読解文
┌──
本書はドラスティックにSSRIを否定した、少なくとも私は今までに見たことのない「うつ」の本である。
今、「うつ」「うつ状態」や他の精神的・身体的疾患でパキシル、デプロメールといったSSRIを処方され、服用している人は本書を読んだら、すぐにでも服用をやめたくなるだろう。
著者は「うつ」はほんらい“病気”ではないのに、二週間以上悪い気分が続くと“病気”とデッチあげられ、たいていの場合SSRIが処方される現代医療のあり方こそ問題だと断じている。なるほど「うつ“病”」という言葉は本文中ほとんど使われていない。
そこで著者は本文・全6章のうち、実に4章にわたって本書の主旨、SSRIがいかに「恐怖のドラッグ」であるかについて述べている。
SSRIが「うつ」「うつ状態」の改善にほとんど効果がないばかりか、その副(主?)作用の重篤な危険性や、やめる時の離脱症状のつらさについて、科学的・医学的な根拠と豊富な実例を挙げて警告を発しているのである。
そして、第5、第6章で“恐怖の薬”SSRIを服用せずに「うつ」「うつ状態」を克服し、予防する方法を述べている。
私は著者の論ずるところに100%賛成はできないが、最近、SSRIは日本人の「うつ」には効果がない、と何かで見た覚えがあるし、宣伝されているほどの“副作用の少ない特効薬”ならば、もっと「うつ」の人が寛解してもよさそうなものなのに、「うつ」は増殖する一方である。私は人それぞれ顔かたちや体型、性格、環境が違うように、「うつ」への対処法もSSRIだけでなく100人いれば100通りあってしかるべきだと思う。
└──
項目一覧
┌──
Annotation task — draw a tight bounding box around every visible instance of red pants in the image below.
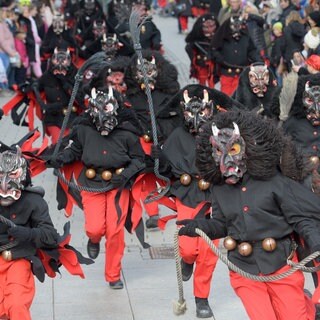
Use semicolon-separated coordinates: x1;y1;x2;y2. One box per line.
46;126;69;144
0;256;35;320
81;189;129;282
176;199;219;298
220;74;239;96
230;256;315;320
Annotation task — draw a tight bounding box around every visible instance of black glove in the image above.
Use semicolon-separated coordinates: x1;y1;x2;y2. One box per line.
46;157;63;169
176;219;210;237
8;226;36;242
111;174;126;188
310;245;320;262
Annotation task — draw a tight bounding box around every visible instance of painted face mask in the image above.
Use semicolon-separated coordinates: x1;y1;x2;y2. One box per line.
92;20;107;40
89;86;119;136
107;69;127;93
248;65;270;98
202;19;217;38
302;81;320;127
230;16;245;40
101;34;123;60
83;0;96;16
210;123;247;184
181;90;213;133
0;147;27;207
50;48;71;77
136;57;158;90
52;14;65;34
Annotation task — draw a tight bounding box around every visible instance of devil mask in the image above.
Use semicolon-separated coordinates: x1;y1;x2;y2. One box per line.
52;14;65;34
303;81;320;126
230;16;245;40
89;86;119;136
50;48;71;77
202;17;217;38
136;57;158;90
248;64;270;98
181;89;213;133
210;122;247;184
0;146;27;207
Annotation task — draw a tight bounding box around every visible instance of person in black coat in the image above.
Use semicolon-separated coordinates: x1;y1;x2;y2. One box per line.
48;84;145;289
177;111;320;320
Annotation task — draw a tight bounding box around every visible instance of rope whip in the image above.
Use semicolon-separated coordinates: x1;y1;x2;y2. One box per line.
└──
課題の目的
読解文によると、本書の第5章と第6章では何が述べられていますか。

解答
SSRIを服用せずに「うつ」「うつ状態」を克服し、予防する方法です。